_STATED EXERCISE_
The entries below should be transcribed in their entirety, exactly as written.

BEGIN

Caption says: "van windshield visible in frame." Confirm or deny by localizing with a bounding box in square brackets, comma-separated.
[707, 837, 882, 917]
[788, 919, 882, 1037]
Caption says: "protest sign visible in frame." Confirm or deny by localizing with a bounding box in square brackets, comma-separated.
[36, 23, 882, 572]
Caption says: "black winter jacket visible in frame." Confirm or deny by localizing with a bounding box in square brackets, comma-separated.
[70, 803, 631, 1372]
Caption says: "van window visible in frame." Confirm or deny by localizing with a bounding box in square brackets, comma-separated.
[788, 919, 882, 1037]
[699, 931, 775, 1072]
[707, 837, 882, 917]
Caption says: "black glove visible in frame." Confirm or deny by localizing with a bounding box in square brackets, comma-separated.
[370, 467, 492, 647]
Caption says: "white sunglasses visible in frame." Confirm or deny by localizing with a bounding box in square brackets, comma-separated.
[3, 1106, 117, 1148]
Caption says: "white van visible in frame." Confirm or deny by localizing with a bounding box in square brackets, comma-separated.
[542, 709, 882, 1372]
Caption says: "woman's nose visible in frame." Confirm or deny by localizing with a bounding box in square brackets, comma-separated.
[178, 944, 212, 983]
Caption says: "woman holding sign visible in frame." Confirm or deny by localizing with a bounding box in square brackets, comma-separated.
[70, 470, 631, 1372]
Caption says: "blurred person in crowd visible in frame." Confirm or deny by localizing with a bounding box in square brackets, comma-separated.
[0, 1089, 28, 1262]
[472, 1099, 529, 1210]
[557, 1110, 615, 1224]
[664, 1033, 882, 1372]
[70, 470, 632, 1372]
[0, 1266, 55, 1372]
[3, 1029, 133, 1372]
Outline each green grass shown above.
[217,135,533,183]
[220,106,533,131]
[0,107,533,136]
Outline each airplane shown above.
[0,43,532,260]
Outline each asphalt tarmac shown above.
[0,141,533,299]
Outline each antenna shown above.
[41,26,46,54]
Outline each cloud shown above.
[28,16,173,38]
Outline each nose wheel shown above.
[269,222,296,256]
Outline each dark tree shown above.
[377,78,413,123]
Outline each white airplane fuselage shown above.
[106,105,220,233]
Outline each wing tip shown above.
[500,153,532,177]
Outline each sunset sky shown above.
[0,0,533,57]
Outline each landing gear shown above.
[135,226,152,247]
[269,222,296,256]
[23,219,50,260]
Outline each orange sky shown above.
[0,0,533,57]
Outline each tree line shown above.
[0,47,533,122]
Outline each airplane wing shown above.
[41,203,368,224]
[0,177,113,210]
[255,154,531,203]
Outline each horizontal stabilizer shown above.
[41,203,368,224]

END

_SOLUTION_
Caption says: "van windshield visible in frame." Confirm or deny by localizing with a bounding box in square brackets, comma-separated.
[707, 837, 882, 917]
[788, 919, 882, 1037]
Caption says: "protest sign visible in frame." Confirm or deny by localizing with a bounding box in square brackets, comma-separated.
[36, 23, 882, 572]
Caption says: "black winter jacket visible in frame." Confirm or deny by localizing with a bounding box in square brackets, comma-separated.
[70, 803, 631, 1372]
Caption says: "van window visible in frame." Confirm or deny by localizing with a bounding box in square brackets, comma-separated.
[788, 919, 882, 1037]
[699, 931, 775, 1072]
[707, 837, 882, 917]
Caption says: "black glove visible in frame." Confirm or deny by localizing with a bounding box in square brackets, comma-separated.
[370, 467, 492, 647]
Caption says: "white sunglasses visible in frame." Confirm or deny by localizing with a bounding box in square brackets, comma-separated.
[3, 1106, 117, 1148]
Caption says: "white van visible in frame." Confirm or deny by localizing with a bounding box in square brackets, comma-separated.
[542, 709, 882, 1372]
Caption says: "woman's nose visible in frame." Confirm or deny by localizing with a bounding box in square brackets, comma-separated.
[178, 944, 212, 983]
Caption says: "woman holding sign visible in frame." Confirm or deny by localizing with a bounding box in square brackets, comma-separated.
[70, 470, 631, 1372]
Caption says: "blurred person in crowd visible in frame." Confirm or deny by localizing with a bounding box in square brackets, comma-separated.
[0, 1089, 28, 1262]
[472, 1099, 529, 1210]
[557, 1110, 615, 1224]
[664, 1033, 882, 1372]
[70, 470, 632, 1372]
[0, 1266, 55, 1372]
[3, 1029, 133, 1372]
Outline each green grass shown above.
[217,135,533,183]
[220,106,533,131]
[0,107,533,136]
Outline each airplane shown above.
[0,43,532,260]
Outline each asphalt tarmac shown above.
[0,141,533,299]
Outline each antenna shown above.
[41,26,46,54]
Outline each cloud shown above.
[28,16,173,38]
Outline each nose wheel shown above.
[269,222,296,256]
Outline each dark tree shown above.
[377,78,413,123]
Outline each white airplane fuselage shown above.
[106,105,220,233]
Outline each wing tip shown above.
[500,153,532,177]
Outline each sunset sky shown above.
[0,0,533,57]
Outline each landing gear shown above.
[135,226,152,247]
[269,222,296,256]
[23,219,50,260]
Outline each orange sky shown above.
[0,0,533,57]
Outline each tree line shown above.
[0,47,533,122]
Outline each airplane wing shown above.
[41,203,368,224]
[0,177,113,210]
[255,154,531,203]
Outline each horizontal stabilizer shown above.
[41,203,368,224]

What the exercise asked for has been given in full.